TASK ITEM:
Can you write out the part of the article on Meta's speech recognition system that begins at the words "Meta said MMS" and stops after "4,000 spoken languages."?

EXCERPTED PASSAGE below:

Facebook’s parent company Meta has unveiled an AI-powered speech recognition system that can understand and transcribe 1,100 languages in real-time.
The new technology, called Massively Multilingual Speech (MMS) is designed to help Facebook users communicate with each other in their native languages, regardless of their location or language barriers.
“Many of the world’s languages are in danger of disappearing, and the limitations of current speech recognition and generation technology will only accelerate this trend,” Meta said in a statement.
“We want to make it easier for people to access information and use devices in their preferred language, and today we’re announcing a series of artificial intelligence (AI) models that could help them do just that,” they said.
Meta said MMS expands their text-to-speech and speech-to-text technology from its initial capability of 100 languages to more than 1,100. Additionally, it can also identify more than 4,000 spoken languages.
How Meta Developed MMS
To train MMS, Meta said they turned to religious texts such as the Bible, which have been translated in several languages and had publicly available audio recordings of people reading the texts.
Meta said they created a dataset of readings of the Bible’s New Testament in more than 1,100 languages, which yielded 32 hours of data per language on average.
“While this data is from a specific domain and is often read by male speakers, our analysis shows that our models perform equally well for male and female voices,” Meta said.
Meta also claims that their model doesn’t “bias the model to produce more religious language,” despite the nature of the recordings used.
Applications
Meta’s MMS has the potential to revolutionise the way people communicate with each other. The technology is expected to be useful for Meta’s forays into augmented reality and virtual reality.
In addition to facilitating communication between people from different countries and cultures, the technology could also have applications in the fields of education and healthcare.
For example, it could be used to provide real-time translation services for non-native speakers in classrooms or hospitals.
“We’re open-sourcing our models and code so that others in the research community can build on our work and help preserve the world’s languages and bring the world closer together,” the company said.

End of EXCERPTED PASSAGE.
EXCERPTED DATA below:

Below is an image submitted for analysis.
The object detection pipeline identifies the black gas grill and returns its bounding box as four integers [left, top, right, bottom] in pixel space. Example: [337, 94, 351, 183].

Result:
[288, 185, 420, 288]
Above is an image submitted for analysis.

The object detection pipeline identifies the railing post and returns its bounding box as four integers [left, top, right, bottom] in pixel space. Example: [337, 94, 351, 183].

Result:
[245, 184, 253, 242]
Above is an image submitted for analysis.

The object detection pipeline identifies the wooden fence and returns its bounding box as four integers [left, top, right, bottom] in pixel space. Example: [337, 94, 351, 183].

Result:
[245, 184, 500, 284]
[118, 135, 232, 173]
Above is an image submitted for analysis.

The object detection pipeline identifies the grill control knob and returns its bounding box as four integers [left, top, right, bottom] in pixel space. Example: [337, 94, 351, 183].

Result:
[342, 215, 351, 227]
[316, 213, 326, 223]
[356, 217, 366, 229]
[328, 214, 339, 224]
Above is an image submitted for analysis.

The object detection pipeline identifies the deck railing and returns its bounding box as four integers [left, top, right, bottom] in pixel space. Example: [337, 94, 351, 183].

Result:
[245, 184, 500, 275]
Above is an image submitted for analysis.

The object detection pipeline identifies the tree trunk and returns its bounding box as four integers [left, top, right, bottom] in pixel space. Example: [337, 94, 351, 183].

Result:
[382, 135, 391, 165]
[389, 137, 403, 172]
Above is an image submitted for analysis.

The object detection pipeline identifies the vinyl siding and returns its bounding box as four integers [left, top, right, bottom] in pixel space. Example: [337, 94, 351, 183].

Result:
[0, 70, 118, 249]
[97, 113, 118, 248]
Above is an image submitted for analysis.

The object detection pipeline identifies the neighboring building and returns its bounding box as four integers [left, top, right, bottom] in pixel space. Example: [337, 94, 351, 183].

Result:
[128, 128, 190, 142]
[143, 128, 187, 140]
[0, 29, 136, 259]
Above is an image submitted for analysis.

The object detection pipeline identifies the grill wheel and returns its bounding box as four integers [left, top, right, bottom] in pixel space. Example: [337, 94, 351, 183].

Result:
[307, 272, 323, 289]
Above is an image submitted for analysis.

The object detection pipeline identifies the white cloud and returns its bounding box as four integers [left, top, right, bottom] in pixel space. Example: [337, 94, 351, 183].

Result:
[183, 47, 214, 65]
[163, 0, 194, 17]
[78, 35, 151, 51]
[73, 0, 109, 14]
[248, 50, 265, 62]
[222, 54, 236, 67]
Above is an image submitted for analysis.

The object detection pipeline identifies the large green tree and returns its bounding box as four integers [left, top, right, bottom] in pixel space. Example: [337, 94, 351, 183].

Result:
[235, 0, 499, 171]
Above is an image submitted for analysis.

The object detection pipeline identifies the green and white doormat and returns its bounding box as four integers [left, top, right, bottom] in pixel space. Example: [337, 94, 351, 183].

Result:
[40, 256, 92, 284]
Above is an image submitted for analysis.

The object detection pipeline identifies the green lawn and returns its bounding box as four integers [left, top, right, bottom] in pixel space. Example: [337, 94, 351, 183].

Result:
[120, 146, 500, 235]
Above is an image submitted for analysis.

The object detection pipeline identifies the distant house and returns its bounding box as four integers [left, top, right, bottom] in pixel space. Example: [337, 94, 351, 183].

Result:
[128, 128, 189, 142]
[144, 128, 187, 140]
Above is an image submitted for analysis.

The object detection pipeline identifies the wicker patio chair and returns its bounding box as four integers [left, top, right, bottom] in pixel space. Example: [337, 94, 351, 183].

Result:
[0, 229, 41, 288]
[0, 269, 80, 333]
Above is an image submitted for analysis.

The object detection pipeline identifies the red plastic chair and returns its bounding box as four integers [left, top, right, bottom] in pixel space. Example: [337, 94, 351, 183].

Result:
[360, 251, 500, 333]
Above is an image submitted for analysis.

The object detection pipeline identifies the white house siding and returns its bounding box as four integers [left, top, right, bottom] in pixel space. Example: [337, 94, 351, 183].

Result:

End of EXCERPTED DATA.

TASK RESPONSE:
Meta said MMS expands their text-to-speech and speech-to-text technology from its initial capability of 100 languages to more than 1,100. Additionally, it can also identify more than 4,000 spoken languages.